Exercise requirements: The line containing "short dark hair in this photo." and every line after it, through the last one below: output exactly these and nothing else.

(Photo-based referring expression data)
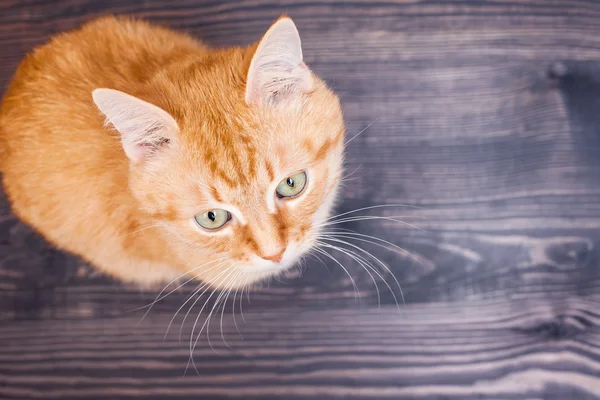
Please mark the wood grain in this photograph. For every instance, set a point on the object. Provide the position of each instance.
(482, 119)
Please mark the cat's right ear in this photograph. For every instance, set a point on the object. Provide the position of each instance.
(277, 69)
(144, 127)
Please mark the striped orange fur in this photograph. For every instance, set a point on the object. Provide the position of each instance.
(114, 136)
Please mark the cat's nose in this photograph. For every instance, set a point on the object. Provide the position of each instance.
(275, 257)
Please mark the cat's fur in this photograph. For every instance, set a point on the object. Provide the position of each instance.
(207, 128)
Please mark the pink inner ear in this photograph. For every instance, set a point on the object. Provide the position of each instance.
(277, 68)
(144, 127)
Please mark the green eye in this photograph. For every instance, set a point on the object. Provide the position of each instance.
(291, 186)
(213, 219)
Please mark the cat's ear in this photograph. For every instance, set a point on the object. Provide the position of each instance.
(277, 69)
(144, 127)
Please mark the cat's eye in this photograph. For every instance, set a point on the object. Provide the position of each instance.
(213, 219)
(291, 186)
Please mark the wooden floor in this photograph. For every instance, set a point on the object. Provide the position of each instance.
(484, 117)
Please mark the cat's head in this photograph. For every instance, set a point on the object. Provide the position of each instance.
(237, 154)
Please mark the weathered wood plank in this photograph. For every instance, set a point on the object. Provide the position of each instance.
(484, 121)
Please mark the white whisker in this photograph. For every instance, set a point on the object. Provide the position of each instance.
(326, 254)
(368, 218)
(373, 207)
(360, 261)
(366, 127)
(373, 268)
(159, 298)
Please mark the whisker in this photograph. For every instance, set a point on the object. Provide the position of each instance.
(223, 295)
(373, 207)
(385, 267)
(369, 218)
(233, 283)
(326, 254)
(360, 262)
(158, 298)
(200, 286)
(366, 127)
(350, 234)
(233, 307)
(193, 342)
(375, 270)
(139, 230)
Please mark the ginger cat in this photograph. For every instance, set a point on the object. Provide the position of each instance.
(155, 157)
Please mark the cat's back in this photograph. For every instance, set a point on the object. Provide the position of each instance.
(115, 52)
(50, 97)
(55, 154)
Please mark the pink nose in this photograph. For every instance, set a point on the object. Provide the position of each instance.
(275, 257)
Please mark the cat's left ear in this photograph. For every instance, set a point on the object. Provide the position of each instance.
(277, 69)
(144, 127)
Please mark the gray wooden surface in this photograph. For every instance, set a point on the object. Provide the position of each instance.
(485, 120)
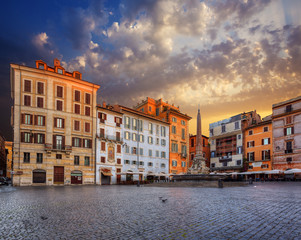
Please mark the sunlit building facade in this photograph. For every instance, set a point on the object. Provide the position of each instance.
(54, 124)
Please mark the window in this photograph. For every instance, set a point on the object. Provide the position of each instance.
(77, 108)
(39, 157)
(40, 102)
(27, 100)
(127, 121)
(134, 150)
(103, 146)
(102, 132)
(265, 154)
(26, 158)
(192, 142)
(40, 120)
(39, 138)
(150, 128)
(289, 147)
(76, 160)
(127, 149)
(76, 125)
(173, 129)
(265, 141)
(40, 89)
(250, 144)
(174, 147)
(59, 91)
(76, 142)
(87, 127)
(59, 122)
(134, 137)
(134, 124)
(59, 105)
(251, 157)
(87, 111)
(183, 133)
(87, 161)
(27, 86)
(88, 98)
(102, 117)
(288, 131)
(28, 119)
(127, 135)
(118, 136)
(87, 143)
(26, 138)
(163, 131)
(223, 128)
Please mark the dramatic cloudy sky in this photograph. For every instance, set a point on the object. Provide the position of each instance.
(228, 56)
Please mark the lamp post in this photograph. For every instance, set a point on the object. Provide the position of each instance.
(138, 140)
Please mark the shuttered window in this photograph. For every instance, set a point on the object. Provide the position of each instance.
(27, 85)
(40, 102)
(40, 88)
(59, 91)
(59, 105)
(27, 100)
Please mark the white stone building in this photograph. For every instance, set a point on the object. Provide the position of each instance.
(146, 146)
(109, 148)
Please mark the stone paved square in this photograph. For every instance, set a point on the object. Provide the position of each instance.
(259, 211)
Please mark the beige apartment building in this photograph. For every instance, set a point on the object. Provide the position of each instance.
(54, 124)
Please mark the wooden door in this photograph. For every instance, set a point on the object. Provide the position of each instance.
(58, 175)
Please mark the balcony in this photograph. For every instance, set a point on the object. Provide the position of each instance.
(109, 138)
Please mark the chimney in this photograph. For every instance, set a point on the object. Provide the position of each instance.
(56, 62)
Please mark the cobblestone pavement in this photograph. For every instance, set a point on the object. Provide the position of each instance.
(258, 211)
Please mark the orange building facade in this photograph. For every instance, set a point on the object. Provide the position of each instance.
(258, 146)
(179, 131)
(192, 149)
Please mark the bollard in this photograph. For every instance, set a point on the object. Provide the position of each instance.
(220, 183)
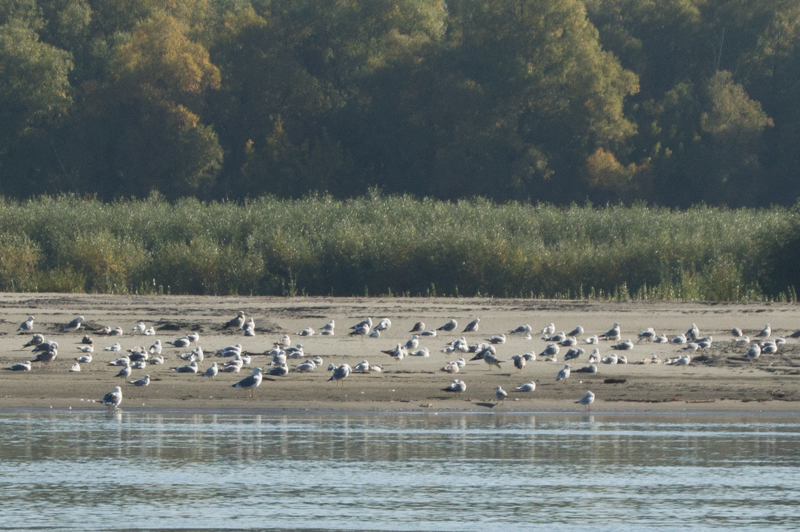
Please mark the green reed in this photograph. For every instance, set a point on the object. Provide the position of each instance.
(387, 245)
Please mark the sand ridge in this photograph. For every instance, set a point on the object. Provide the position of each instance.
(719, 379)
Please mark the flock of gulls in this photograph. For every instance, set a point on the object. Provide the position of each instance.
(235, 358)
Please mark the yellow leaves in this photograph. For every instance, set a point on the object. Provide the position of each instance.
(161, 63)
(604, 171)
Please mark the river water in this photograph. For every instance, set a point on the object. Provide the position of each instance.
(459, 472)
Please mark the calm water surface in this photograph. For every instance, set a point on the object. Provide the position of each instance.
(460, 472)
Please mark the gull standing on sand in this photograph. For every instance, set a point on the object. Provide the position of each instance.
(125, 372)
(251, 383)
(418, 327)
(144, 381)
(191, 368)
(612, 333)
(587, 400)
(500, 393)
(456, 387)
(472, 326)
(522, 329)
(26, 325)
(113, 399)
(22, 366)
(340, 374)
(74, 325)
(35, 340)
(449, 327)
(577, 331)
(527, 387)
(754, 352)
(212, 371)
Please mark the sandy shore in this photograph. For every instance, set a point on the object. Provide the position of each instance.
(719, 379)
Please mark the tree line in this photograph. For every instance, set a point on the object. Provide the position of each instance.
(674, 102)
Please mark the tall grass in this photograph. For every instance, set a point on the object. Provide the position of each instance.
(380, 245)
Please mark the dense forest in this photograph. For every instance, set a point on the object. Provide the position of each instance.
(673, 102)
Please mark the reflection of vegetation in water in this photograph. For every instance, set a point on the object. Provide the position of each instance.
(396, 246)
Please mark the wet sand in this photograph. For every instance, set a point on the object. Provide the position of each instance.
(719, 379)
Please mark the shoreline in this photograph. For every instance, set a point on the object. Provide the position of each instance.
(720, 379)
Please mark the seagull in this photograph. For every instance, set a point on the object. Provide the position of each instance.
(413, 343)
(252, 382)
(449, 326)
(492, 360)
(125, 372)
(360, 330)
(420, 353)
(113, 399)
(577, 331)
(647, 335)
(144, 381)
(587, 400)
(26, 325)
(456, 387)
(211, 372)
(550, 350)
(754, 352)
(500, 393)
(527, 387)
(472, 326)
(612, 333)
(278, 371)
(308, 331)
(236, 322)
(191, 368)
(180, 342)
(46, 356)
(623, 346)
(22, 366)
(74, 325)
(384, 325)
(35, 340)
(340, 373)
(451, 367)
(522, 329)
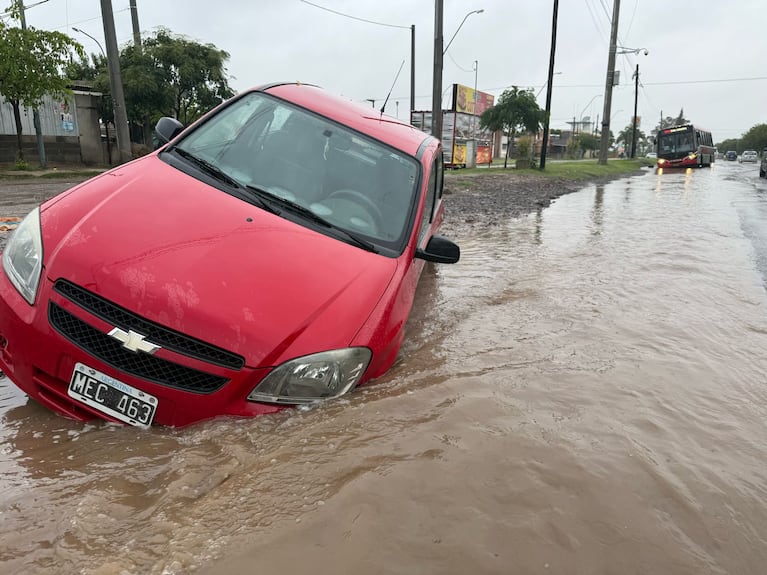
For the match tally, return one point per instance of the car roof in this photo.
(361, 118)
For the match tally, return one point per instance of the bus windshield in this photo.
(676, 143)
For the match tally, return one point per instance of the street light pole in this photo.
(35, 112)
(459, 27)
(103, 53)
(115, 82)
(439, 52)
(549, 81)
(436, 88)
(474, 117)
(633, 129)
(609, 85)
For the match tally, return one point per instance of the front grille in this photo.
(110, 351)
(154, 332)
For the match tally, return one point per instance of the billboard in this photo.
(463, 100)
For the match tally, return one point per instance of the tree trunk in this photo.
(148, 132)
(17, 119)
(508, 145)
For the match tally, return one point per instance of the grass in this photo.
(10, 173)
(572, 170)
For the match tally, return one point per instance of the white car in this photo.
(749, 156)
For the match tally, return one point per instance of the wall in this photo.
(70, 128)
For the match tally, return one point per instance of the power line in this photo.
(706, 81)
(353, 17)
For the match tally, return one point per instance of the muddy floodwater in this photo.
(584, 393)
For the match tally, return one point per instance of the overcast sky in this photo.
(707, 57)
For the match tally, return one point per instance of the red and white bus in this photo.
(685, 146)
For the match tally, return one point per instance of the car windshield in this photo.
(282, 151)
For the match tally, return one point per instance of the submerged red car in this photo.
(265, 256)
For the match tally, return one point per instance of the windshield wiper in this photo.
(214, 171)
(310, 215)
(222, 176)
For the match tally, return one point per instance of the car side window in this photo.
(433, 188)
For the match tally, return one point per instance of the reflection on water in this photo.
(582, 393)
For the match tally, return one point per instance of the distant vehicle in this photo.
(749, 156)
(685, 146)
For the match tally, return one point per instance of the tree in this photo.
(168, 75)
(194, 73)
(31, 67)
(516, 110)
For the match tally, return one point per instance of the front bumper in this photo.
(40, 360)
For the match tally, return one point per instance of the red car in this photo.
(265, 256)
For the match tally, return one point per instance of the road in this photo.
(583, 393)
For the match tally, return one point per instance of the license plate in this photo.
(111, 396)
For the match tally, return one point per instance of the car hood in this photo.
(184, 254)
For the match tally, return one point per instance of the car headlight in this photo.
(23, 256)
(313, 377)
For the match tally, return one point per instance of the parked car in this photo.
(749, 156)
(265, 256)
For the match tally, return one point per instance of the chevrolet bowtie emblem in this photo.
(133, 341)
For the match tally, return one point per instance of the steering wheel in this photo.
(362, 201)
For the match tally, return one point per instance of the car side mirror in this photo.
(439, 250)
(167, 129)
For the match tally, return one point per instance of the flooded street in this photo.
(584, 393)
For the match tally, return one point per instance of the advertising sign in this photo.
(463, 100)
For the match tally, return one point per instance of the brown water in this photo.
(583, 393)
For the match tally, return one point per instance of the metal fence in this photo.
(58, 117)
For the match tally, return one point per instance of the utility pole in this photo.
(436, 95)
(412, 71)
(633, 129)
(35, 111)
(115, 83)
(545, 144)
(134, 20)
(609, 86)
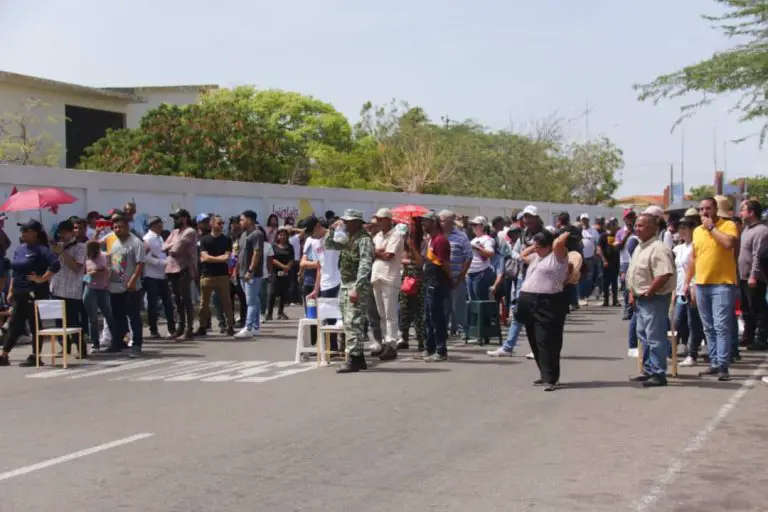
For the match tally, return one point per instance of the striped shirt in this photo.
(461, 251)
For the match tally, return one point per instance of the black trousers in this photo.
(23, 313)
(158, 289)
(611, 283)
(543, 316)
(281, 290)
(236, 291)
(181, 286)
(753, 312)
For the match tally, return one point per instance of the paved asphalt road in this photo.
(182, 431)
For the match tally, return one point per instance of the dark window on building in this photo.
(85, 126)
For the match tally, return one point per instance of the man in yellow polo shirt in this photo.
(713, 265)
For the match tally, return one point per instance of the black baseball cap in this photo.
(31, 224)
(250, 214)
(65, 226)
(181, 212)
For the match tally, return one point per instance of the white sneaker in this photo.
(244, 333)
(501, 352)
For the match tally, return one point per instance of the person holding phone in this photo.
(33, 265)
(686, 315)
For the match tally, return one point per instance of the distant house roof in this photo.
(163, 88)
(78, 90)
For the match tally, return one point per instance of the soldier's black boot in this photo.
(353, 364)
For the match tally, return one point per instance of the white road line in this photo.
(196, 375)
(128, 366)
(678, 465)
(285, 373)
(72, 456)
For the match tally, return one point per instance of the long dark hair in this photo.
(417, 234)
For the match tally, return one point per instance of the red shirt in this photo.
(437, 265)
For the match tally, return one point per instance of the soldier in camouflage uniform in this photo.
(356, 259)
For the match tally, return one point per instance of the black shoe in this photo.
(655, 381)
(353, 365)
(709, 372)
(30, 361)
(388, 353)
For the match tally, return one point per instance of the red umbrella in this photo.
(37, 199)
(405, 212)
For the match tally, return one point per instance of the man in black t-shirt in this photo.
(215, 251)
(611, 258)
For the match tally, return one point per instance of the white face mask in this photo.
(340, 235)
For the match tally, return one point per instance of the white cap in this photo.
(654, 210)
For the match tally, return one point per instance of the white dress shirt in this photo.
(154, 262)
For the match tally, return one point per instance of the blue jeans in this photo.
(95, 300)
(716, 304)
(252, 288)
(652, 319)
(126, 308)
(633, 330)
(435, 298)
(589, 277)
(456, 307)
(479, 284)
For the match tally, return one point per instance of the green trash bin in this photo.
(483, 322)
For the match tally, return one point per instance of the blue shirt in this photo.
(29, 259)
(461, 251)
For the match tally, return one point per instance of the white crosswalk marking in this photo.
(179, 370)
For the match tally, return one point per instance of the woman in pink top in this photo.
(96, 294)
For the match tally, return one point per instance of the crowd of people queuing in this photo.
(397, 278)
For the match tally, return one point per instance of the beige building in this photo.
(76, 116)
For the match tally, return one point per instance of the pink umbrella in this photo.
(37, 199)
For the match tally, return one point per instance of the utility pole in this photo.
(682, 163)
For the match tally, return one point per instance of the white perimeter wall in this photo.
(159, 195)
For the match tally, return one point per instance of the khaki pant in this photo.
(207, 286)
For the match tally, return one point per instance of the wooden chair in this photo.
(328, 309)
(55, 310)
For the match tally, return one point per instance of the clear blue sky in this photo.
(493, 61)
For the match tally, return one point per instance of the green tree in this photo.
(741, 69)
(24, 139)
(241, 134)
(592, 168)
(757, 187)
(702, 191)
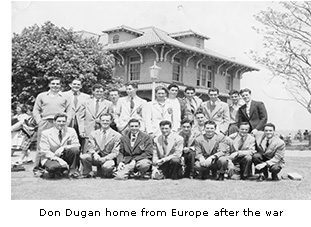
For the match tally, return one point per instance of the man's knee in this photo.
(143, 165)
(275, 168)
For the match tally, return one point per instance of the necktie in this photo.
(267, 144)
(75, 99)
(132, 103)
(186, 140)
(241, 143)
(60, 136)
(96, 107)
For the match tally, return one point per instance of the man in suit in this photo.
(167, 153)
(102, 150)
(92, 109)
(135, 152)
(199, 125)
(77, 98)
(59, 148)
(157, 111)
(212, 152)
(178, 104)
(48, 104)
(216, 110)
(114, 97)
(192, 102)
(270, 153)
(189, 137)
(130, 107)
(244, 144)
(252, 111)
(233, 109)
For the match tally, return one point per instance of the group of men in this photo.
(169, 137)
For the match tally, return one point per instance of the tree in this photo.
(287, 47)
(49, 51)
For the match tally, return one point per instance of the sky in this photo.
(228, 24)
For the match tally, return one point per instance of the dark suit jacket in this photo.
(142, 149)
(258, 115)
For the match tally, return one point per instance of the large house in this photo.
(181, 57)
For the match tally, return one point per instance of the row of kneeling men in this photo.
(189, 153)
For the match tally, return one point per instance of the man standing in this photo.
(178, 104)
(130, 107)
(92, 109)
(167, 153)
(217, 111)
(233, 108)
(252, 111)
(212, 152)
(102, 150)
(115, 107)
(270, 153)
(244, 144)
(48, 104)
(189, 137)
(77, 98)
(157, 111)
(59, 148)
(192, 102)
(135, 151)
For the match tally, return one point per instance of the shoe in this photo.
(275, 177)
(221, 177)
(261, 178)
(17, 168)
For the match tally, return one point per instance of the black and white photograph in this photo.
(156, 100)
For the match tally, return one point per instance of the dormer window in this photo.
(115, 39)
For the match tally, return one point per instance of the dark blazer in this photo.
(142, 149)
(258, 115)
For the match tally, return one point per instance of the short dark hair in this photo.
(269, 125)
(213, 89)
(172, 85)
(160, 87)
(189, 88)
(106, 114)
(97, 86)
(232, 92)
(165, 122)
(50, 79)
(114, 89)
(245, 90)
(186, 120)
(209, 122)
(133, 84)
(133, 120)
(244, 123)
(58, 115)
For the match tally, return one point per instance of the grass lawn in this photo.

Answer to this exercise:
For the match tally, return one point per instance of the short dark hair in this photo.
(269, 125)
(213, 89)
(172, 85)
(160, 87)
(189, 88)
(106, 114)
(97, 86)
(232, 92)
(165, 122)
(50, 79)
(114, 89)
(245, 90)
(186, 120)
(209, 122)
(133, 84)
(133, 120)
(244, 123)
(58, 115)
For the match tally, return one point per instance of the grass lawn in this photo.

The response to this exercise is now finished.